* _ASSIGNED TASK_
The entire listing below needs to be transcribed word for word.

* _RECORDS_
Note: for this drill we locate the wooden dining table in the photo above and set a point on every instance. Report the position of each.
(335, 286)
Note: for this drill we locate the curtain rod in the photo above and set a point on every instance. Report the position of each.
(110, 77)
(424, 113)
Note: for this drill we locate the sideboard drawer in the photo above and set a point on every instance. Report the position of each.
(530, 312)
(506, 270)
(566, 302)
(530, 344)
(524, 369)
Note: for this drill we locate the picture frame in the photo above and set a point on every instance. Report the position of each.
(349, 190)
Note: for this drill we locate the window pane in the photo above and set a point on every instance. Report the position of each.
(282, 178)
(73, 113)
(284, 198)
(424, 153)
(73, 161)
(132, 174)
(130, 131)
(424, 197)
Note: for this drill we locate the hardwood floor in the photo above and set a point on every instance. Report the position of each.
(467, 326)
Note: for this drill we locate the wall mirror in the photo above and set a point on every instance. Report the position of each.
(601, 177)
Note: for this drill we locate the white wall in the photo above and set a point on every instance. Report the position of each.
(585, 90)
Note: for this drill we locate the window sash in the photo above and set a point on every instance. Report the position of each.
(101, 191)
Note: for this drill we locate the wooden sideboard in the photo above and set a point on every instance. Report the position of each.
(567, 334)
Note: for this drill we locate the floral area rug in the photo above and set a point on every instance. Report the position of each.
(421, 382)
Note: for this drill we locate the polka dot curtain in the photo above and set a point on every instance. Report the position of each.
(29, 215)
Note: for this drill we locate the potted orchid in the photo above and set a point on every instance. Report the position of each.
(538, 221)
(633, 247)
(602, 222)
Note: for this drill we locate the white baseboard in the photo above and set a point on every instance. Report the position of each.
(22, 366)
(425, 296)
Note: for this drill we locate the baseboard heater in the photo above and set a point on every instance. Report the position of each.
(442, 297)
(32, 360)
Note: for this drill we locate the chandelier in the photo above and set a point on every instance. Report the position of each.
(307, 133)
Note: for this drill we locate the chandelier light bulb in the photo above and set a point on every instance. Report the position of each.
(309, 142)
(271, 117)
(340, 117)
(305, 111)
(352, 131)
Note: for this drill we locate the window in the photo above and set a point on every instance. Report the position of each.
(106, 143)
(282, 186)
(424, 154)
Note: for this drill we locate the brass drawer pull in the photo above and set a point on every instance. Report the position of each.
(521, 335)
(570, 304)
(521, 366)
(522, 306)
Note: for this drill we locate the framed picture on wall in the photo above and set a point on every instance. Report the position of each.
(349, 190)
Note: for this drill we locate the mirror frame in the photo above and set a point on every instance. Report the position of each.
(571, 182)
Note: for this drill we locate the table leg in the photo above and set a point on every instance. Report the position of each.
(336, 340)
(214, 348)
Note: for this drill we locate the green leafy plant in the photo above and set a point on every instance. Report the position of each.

* _WRITTEN ANSWER_
Note: for this drill we locate the wooden dining table in the photo above and set a point on every instance. Report the position of each.
(335, 286)
Note: for this drill we locate the curtain rod in the photo above and set a point on every instance. Report the position of each.
(110, 77)
(424, 113)
Note: for this drill we locate the sideboard drawer in the photo above and set a point on every instance. Report the position of each.
(530, 312)
(506, 270)
(566, 302)
(530, 344)
(524, 369)
Note: for this drill we locate the picture frame in the photo above and set a point on every instance. Report the position of each.
(349, 190)
Note: for this drill we locate the window pane in the photo above and set a point on every instance. Report the position of each.
(282, 178)
(73, 113)
(284, 198)
(424, 153)
(73, 161)
(132, 174)
(130, 131)
(424, 197)
Note: for this drill we locate the hardwood floor in the photo above and set a point on every instance. Report the position of each.
(467, 326)
Note: for this drill we locate the wall mirror in the photo above and set a point on every instance. Report the position of each.
(601, 177)
Note: for this drill we locate the white wall in the photo above and set a point on every instance. Report the position of each.
(585, 90)
Note: for this drill we locate the window sash in the photo above and set a point on every instance. Report the position of each.
(101, 191)
Note: for this drill we locate the wooden sideboard in the photo above and set a point on every instance. Report the position of each.
(567, 334)
Note: for this drill we locate the floral area rug in the photo above and set a point on every instance. Report the position of each.
(421, 382)
Note: for this drill we locate the polka dot curtain in the photo above and set a point on every instance. Report the position of each.
(29, 215)
Note: for this drill we locate the potted orchid in the photo above and set a point on every instance. Report the position of each.
(538, 221)
(633, 247)
(602, 222)
Note: for this drill we locate the white baseboard in the photo above and set a point on every instance. Report the position of each.
(22, 366)
(425, 296)
Note: for this drill we locate the baseboard heater in the photo above and set a point on every instance. Report the position of each.
(442, 297)
(32, 360)
Note: for this drill we locate the chandelier in the photo above and set a point on every instance. Report the position of each.
(307, 133)
Note: for this drill we locate the chandelier light bulb in the photo above and set a point on every instance. Report the position of each.
(309, 142)
(271, 117)
(340, 117)
(305, 111)
(352, 131)
Note: for this drill we locate the window in the photo above and set a point on every instance. Report the position of each.
(106, 143)
(282, 186)
(424, 154)
Note: for this drill we locate the brass drawer pull in the photo above and set a point on every instance. Report the position of each.
(521, 335)
(570, 304)
(521, 366)
(522, 306)
Note: for this drill we locate the framed picture on wall in the photo above and set a point on every instance. Report the position of each.
(349, 190)
Note: for this drill we locate the mirror frame in the photo above and set a point on every instance. Report the position of each.
(571, 182)
Note: for this drill we locate the table leg in the photo above and set a point on every instance. Report the position of each.
(336, 340)
(214, 348)
Note: for this drill we locate the green leafy plant in the photo above and set a point on every instance. Report the position of each.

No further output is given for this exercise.